Job =>
Without the pictures, return each record as it appears.

Entries =>
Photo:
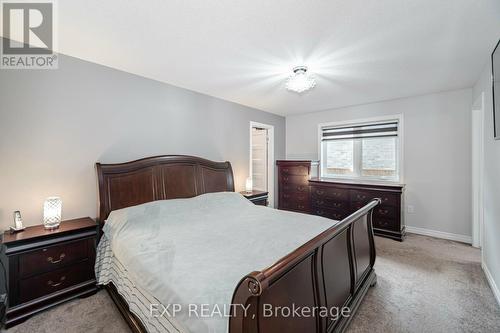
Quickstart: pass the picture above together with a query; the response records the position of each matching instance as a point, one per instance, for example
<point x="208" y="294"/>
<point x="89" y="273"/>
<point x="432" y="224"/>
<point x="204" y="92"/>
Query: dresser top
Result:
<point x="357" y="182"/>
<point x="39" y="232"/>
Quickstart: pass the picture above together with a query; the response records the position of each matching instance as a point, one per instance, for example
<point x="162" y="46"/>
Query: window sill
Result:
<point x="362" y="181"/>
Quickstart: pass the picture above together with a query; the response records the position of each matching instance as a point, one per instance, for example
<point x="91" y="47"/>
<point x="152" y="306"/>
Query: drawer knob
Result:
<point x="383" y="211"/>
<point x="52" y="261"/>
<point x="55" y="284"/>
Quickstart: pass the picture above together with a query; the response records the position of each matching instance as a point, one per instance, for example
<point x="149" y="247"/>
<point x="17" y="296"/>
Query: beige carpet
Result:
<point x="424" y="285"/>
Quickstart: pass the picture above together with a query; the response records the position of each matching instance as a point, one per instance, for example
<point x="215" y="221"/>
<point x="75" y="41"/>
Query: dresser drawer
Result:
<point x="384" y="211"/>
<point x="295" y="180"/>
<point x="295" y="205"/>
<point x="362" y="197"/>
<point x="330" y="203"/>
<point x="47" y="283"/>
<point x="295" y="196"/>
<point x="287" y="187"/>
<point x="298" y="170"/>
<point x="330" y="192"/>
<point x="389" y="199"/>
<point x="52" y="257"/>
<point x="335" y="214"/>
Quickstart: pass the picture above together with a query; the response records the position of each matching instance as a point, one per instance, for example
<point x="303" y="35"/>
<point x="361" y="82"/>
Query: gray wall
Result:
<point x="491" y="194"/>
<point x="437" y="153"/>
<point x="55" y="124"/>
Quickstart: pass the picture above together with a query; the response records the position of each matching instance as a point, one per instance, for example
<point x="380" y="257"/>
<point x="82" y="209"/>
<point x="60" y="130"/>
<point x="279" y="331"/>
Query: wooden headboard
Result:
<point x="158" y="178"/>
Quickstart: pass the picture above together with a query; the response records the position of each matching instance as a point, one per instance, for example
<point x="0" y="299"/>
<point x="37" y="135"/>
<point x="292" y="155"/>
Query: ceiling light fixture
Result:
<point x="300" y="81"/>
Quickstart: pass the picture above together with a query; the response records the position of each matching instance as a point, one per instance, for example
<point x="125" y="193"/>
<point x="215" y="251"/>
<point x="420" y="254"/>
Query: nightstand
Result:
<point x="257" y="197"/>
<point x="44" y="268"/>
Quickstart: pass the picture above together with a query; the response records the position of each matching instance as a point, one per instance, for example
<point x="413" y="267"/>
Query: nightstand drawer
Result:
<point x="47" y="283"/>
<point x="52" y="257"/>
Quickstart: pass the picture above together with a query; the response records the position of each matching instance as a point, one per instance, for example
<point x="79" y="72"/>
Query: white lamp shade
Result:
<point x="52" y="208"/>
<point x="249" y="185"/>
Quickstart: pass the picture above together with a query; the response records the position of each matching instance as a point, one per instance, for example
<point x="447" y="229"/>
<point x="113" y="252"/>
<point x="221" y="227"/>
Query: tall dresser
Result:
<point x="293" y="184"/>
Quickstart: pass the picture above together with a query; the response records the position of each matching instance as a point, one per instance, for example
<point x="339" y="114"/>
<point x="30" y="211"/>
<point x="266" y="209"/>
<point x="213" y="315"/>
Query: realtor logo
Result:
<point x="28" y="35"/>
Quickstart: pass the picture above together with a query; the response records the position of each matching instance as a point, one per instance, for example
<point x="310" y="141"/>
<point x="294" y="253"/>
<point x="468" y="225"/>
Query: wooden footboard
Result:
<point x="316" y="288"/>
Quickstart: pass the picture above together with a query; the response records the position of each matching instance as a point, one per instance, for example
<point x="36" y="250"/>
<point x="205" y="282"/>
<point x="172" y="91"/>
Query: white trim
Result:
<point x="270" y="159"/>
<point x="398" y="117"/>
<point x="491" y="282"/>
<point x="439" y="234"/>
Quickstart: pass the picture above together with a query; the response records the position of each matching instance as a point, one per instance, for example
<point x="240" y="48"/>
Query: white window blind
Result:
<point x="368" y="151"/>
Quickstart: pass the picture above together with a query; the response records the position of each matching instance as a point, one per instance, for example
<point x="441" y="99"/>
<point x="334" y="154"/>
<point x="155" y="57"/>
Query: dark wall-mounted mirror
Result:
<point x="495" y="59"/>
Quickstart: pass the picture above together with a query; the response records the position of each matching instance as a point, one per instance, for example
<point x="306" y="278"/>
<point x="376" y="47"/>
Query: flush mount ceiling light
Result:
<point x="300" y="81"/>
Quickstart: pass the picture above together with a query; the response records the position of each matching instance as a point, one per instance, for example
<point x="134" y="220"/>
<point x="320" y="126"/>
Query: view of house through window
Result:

Expected output =>
Photo:
Quickstart: pass the picture above together with a query; the response records the position of each matching instance as a point, one per instance, for example
<point x="208" y="294"/>
<point x="89" y="273"/>
<point x="432" y="224"/>
<point x="204" y="92"/>
Query: dresser top
Result:
<point x="357" y="182"/>
<point x="39" y="232"/>
Quickstart: pass the picture above together with a query; the response records the position of each matching instance as a point, one per instance, for example
<point x="162" y="46"/>
Query: window sill
Result:
<point x="362" y="181"/>
Quickstart: pass the picture above together with a query; the response records the position of each matching instance as a point, one per instance, for example
<point x="91" y="47"/>
<point x="152" y="306"/>
Query: drawer knob
Result:
<point x="383" y="211"/>
<point x="52" y="261"/>
<point x="55" y="284"/>
Quickstart: pass the picture above together with a query; the response records the position of each matching instance as a point, one per instance, for example
<point x="149" y="247"/>
<point x="17" y="296"/>
Query: beige carpet
Result:
<point x="424" y="285"/>
Quickstart: pass the picture above together with a query; the response records the position of each matching instance as a point, one per instance, for example
<point x="215" y="221"/>
<point x="75" y="41"/>
Query: dresser drawer
Result:
<point x="384" y="211"/>
<point x="295" y="180"/>
<point x="295" y="205"/>
<point x="362" y="197"/>
<point x="330" y="203"/>
<point x="47" y="283"/>
<point x="295" y="196"/>
<point x="287" y="187"/>
<point x="298" y="170"/>
<point x="330" y="192"/>
<point x="389" y="199"/>
<point x="52" y="257"/>
<point x="335" y="214"/>
Quickstart: pass the picture above together with a query; the response records the position of each matching instance as a point, one per instance, for example
<point x="303" y="35"/>
<point x="361" y="82"/>
Query: gray wall
Result:
<point x="491" y="194"/>
<point x="437" y="153"/>
<point x="55" y="124"/>
Quickstart: pass the picture above together with a query; the response records the position of each matching instance as a point, one per instance, for example
<point x="380" y="257"/>
<point x="82" y="209"/>
<point x="60" y="130"/>
<point x="279" y="331"/>
Query: wooden headboard
Result:
<point x="158" y="178"/>
Quickstart: pass the picture above together with a query; the response records the position of each matching instance as a point, one per instance, for example
<point x="0" y="299"/>
<point x="37" y="135"/>
<point x="292" y="155"/>
Query: ceiling light fixture
Result:
<point x="300" y="81"/>
Quickstart: pass the picture above together with a query; the response records the position of each matching instance as a point, one per instance, for example
<point x="125" y="193"/>
<point x="215" y="251"/>
<point x="420" y="254"/>
Query: nightstand
Result:
<point x="257" y="197"/>
<point x="44" y="268"/>
Quickstart: pass the picture above together with a query; the response records the position of each matching instance as a point, one per instance, for example
<point x="413" y="267"/>
Query: nightstand drawer
Result:
<point x="47" y="283"/>
<point x="52" y="257"/>
Quickstart: pass the picture above together with a query; the response records the position of each matching instance as a point, one per instance, for example
<point x="79" y="72"/>
Query: white lamp shade
Result:
<point x="52" y="208"/>
<point x="249" y="185"/>
Quickstart: pass the picture above together with a query; the response records the position of each matching instance as a point, one per instance, for example
<point x="447" y="229"/>
<point x="113" y="252"/>
<point x="221" y="227"/>
Query: tall dresser
Result:
<point x="293" y="184"/>
Quickstart: pass the picture above together with a query; the response records the position of each matching instance as a point, one per instance, for example
<point x="339" y="114"/>
<point x="30" y="211"/>
<point x="266" y="209"/>
<point x="213" y="315"/>
Query: realtor logo
Result:
<point x="28" y="35"/>
Quickstart: pass the picture above together with a query; the response records the position of each matching instance as a point, one per instance, for example
<point x="310" y="141"/>
<point x="294" y="253"/>
<point x="468" y="225"/>
Query: wooden footboard
Result:
<point x="316" y="288"/>
Quickstart: pass the picture above together with a query; the response records the position of each matching instance as a point, one per instance, for example
<point x="36" y="250"/>
<point x="205" y="282"/>
<point x="172" y="91"/>
Query: white trim
Result:
<point x="270" y="159"/>
<point x="398" y="117"/>
<point x="491" y="282"/>
<point x="439" y="234"/>
Quickstart: pass the picture above together with a query; the response records the position of each matching instance as a point, one per instance, for example
<point x="240" y="48"/>
Query: white window blind
Result:
<point x="368" y="151"/>
Quickstart: pass the picture above together with a query; the response records the position of each matching instance as a point, one per instance, for example
<point x="441" y="99"/>
<point x="334" y="154"/>
<point x="155" y="57"/>
Query: dark wall-mounted mirror
Result:
<point x="495" y="59"/>
Quickstart: pass the picture above together with a query; the response records the position of each matching instance as a point, one per instance, for example
<point x="306" y="278"/>
<point x="376" y="47"/>
Query: flush mount ceiling light
Result:
<point x="300" y="81"/>
Quickstart: pass the picture above together with a query; the response records the position of each matching instance as a point, one per instance, for example
<point x="134" y="220"/>
<point x="320" y="126"/>
Query: view of house through window
Result:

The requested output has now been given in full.